Could you swap "just a single point" for "exactly one point" throughout the rows below and keep everything else the same?
################
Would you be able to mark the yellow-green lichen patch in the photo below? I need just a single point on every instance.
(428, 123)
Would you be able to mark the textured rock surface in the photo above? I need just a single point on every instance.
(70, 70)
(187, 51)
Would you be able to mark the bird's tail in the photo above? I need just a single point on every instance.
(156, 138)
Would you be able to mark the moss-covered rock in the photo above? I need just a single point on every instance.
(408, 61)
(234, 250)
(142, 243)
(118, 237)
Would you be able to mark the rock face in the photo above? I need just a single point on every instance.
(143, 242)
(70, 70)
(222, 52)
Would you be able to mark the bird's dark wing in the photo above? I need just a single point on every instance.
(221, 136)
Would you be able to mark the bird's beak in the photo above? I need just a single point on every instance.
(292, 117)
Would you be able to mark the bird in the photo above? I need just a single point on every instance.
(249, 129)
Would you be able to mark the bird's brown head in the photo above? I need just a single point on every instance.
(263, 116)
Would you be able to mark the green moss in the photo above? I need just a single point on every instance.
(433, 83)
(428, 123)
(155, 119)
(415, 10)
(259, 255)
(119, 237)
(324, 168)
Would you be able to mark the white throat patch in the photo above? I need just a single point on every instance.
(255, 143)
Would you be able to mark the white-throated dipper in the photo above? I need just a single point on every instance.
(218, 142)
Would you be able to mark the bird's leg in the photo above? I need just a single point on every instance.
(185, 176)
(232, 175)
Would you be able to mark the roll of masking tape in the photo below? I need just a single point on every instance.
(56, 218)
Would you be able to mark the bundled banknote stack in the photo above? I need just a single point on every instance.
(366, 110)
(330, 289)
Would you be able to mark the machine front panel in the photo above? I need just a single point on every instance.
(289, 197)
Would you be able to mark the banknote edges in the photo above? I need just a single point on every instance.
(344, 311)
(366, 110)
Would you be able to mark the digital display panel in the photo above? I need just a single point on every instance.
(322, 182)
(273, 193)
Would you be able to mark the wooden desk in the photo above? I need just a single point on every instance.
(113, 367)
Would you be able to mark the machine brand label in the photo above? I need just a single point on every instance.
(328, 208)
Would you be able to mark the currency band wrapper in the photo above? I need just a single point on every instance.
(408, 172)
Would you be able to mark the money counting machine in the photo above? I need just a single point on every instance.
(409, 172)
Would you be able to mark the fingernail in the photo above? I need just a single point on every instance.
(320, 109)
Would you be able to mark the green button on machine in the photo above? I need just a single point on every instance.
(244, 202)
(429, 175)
################
▸ Exercise output:
Would you be able to mark the yellow-green lichen patch in the photo below? I need exactly one point on every instance.
(428, 123)
Would you be able to mark the textured rock surface in the photo above? I need exactly one point on every instance.
(70, 70)
(187, 51)
Would you be able to mark the bird's tail in the photo above? I need exactly one point on every instance.
(156, 138)
Would you be able to mark the moss-covered rock in the photo above? I need exactly one point on every instance.
(408, 61)
(234, 250)
(142, 243)
(118, 237)
Would you be able to mark the rock face in the photo above? I need exactly one point on every instance.
(143, 242)
(70, 70)
(222, 52)
Would you be able to mark the bird's dark wing in the photo above? I need exactly one point on every instance.
(221, 136)
Would you be able to mark the bird's beak in the photo above? I need exactly one point on every instance.
(292, 117)
Would you be able to mark the bird in the photo above? I need exactly one point on every instance.
(249, 129)
Would you be able to mark the bird's brown head in the photo above? I need exactly one point on every instance.
(263, 116)
Would you be able to mark the green moss in the photo above? I need exactly one point on every instance.
(433, 83)
(428, 123)
(155, 119)
(415, 10)
(259, 255)
(119, 237)
(324, 168)
Would you be able to mark the white throat patch in the photo above? I need exactly one point on every instance.
(255, 143)
Would you be able to mark the white-throated dipper in the photo above? I need exactly one point on every instance.
(218, 142)
Would you be able to mark the bird's leg in the photo above? I need exactly one point on every instance.
(185, 176)
(232, 175)
Would you be able to mark the roll of masking tape in the photo below? I need exactly one point on every instance.
(56, 218)
Would you be able to mark the bundled banknote stack in the photo above? I need exactly one point on every instance.
(366, 110)
(330, 289)
Would you be able to mark the machine front panel in the photo above? I need exactly one point on every instance.
(289, 197)
Would you be able to mark the banknote edges in the photo above? I need exactly one point on every instance.
(344, 311)
(366, 110)
Would you be able to mark the digital display panel in the photo above? I need exactly one point on every instance.
(322, 182)
(273, 193)
Would you be able to mark the wooden desk in the photo above? I need exactly one point on every instance.
(113, 367)
Would you be able to mark the machine brand label in the photo above? I need exactly one point on every instance.
(328, 208)
Would you be able to mark the currency band wrapper in the photo above? I need exactly one point on every instance.
(408, 172)
Would you be able to mark the money counting machine in the photo above? I need exactly one point on every instance.
(409, 172)
Would you be able to mark the fingernail in the photo above? I need exactly one point on every instance.
(320, 109)
Would you be able to mark the green button on machine in the photo above? I need exactly one point on every instance.
(244, 202)
(429, 175)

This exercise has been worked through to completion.